- EXTRACT
A Conservatism 101 course is an academically rigorous examination of the conservative intellectual tradition. These principles must be taught, and considered, alongside the liberal perspective that dominates academia today.

“Most colleges are bastions of liberal bias and indoctrination. Conservatism 101 brings balance and intellectual diversity to a university’s curriculum in order to give students a well-rounded education” – Morton C. Blackwell, President, Leadership Institute

Too often, liberal professors use their considerable influence to indoctrinate their students. Many colleges offer courses presenting only liberalism, socialism, or Marxism, but none on conservatism. Conservatism 101 seeks to correct this imbalance.

Conservatism 101 helps interested members of the campus community design customized academic syllabi; locate guest speakers; network with others devoted to this cause; and get access to legal advice, media contacts, and institutional support should the university suppress academic freedom.

Conservatism 101 classes have already been successfully implemented at American University, Brown University, and the University of Virginia.


Conservatism 101 is based on American Conservatism in the 20th Century, a University of Virginia course taught for the first time in the fall of 2010.

In the fall of 2009, the Burke Society, a conservative campus group, proposed to the university’s student council that the class be added to UVA’s curriculum. Initially, the course proposal was rejected.

But the students persevered. They worked with the Leadership Institute, the Intercollegiate Studies Institute, the Foundation for Individual Rights in Education, and other national organizations to strategize and build support for the course.

- INFORMATION SUPPLIED
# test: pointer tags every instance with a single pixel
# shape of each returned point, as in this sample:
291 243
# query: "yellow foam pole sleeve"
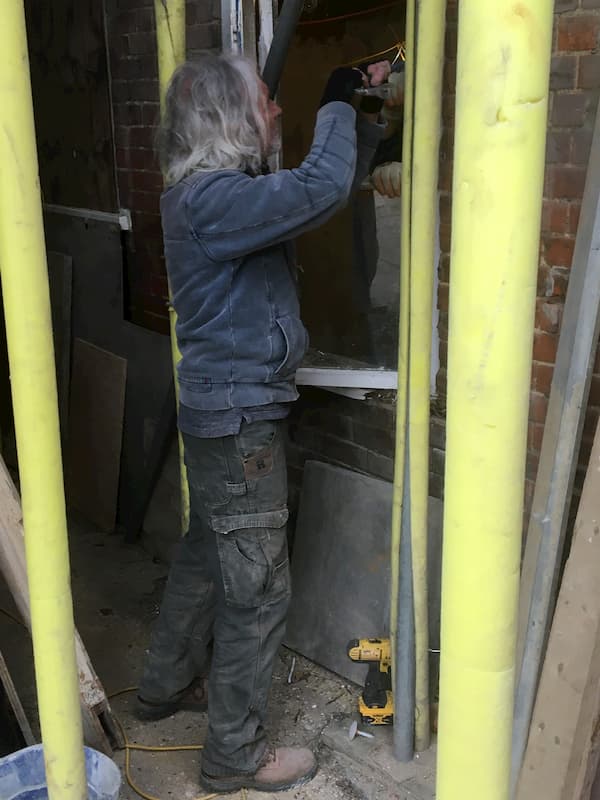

- GIVEN INSTRUCTION A
In the Conservatism 101 text, which conservative campus group proposed the course to the University of Virginia's student council?
- GIVEN INSTRUCTION B
Continue the Conservatism 101 text from the point where it stops, keeping its tone and subject.

- EXERCISE RESULT A
The Burke Society.

- EXERCISE RESULT B
The proposal was submitted again to the university student council in the spring of 2010. This time, the course was approved and added to UVA’s curriculum for the upcoming semester.

Now the Leadership Institute uses the lessons learned in the successful campaign at UVA to bring a class on conservatism to other colleges.


Conservatism 101 highlights four areas of conservatism: traditional conservatism, libertarianism, social conservatism, and neo-conservatism.

Traditional Conservatism – focuses on the preservation of tradition and the justifications for the existence of natural law.

Libertarianism – focuses on philosophers who advocate for the free market and expansion of liberty through the reduction of government.

Social Conservatism – focuses on the defense of Judeo-Christian values, opposition to abortion, and support of traditional marriage.

Neo-conservatism – focuses on projecting American values to promote democracy, capitalism, and individual liberty.